▶ [Records from a data source]:
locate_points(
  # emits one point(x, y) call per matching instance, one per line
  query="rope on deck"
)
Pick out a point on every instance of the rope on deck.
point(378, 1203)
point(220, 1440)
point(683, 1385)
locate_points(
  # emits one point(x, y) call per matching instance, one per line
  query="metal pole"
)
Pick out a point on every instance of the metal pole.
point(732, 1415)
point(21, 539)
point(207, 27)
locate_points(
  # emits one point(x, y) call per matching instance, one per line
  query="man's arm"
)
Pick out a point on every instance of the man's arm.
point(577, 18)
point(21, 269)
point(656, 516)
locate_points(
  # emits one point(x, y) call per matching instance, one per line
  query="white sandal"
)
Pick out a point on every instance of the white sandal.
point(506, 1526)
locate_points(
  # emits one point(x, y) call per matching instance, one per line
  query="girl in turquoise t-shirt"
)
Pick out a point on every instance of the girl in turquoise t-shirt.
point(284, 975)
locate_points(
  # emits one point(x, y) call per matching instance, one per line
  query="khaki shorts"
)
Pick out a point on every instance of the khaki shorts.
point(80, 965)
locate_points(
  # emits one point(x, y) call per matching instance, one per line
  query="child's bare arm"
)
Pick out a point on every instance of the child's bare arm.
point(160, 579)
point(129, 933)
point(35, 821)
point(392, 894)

▶ [Problem details]: Take the lines from the beginning of the records up to and including the one containing "point(656, 516)", and write them out again with "metal pole" changed to "steel pole" and nothing else altered. Give only those lines.

▶ [Written answer]:
locate_points(
  # emits one point(x, y) call per matching instance, one per line
  query="rope on deck"
)
Pick out a point on every instance of the rope on deck.
point(378, 1203)
point(220, 1440)
point(683, 1385)
locate_points(
  # emits one point(x, y) call per matching instance, one per line
  query="steel pole"
)
Pick out a point on every instance of the steel pole.
point(732, 1415)
point(21, 539)
point(207, 27)
locate_points(
  # emits one point(x, y) call per matching instance, one per line
  query="man's arm"
)
Pick out a point on every instance of the man's arm.
point(577, 18)
point(21, 269)
point(656, 516)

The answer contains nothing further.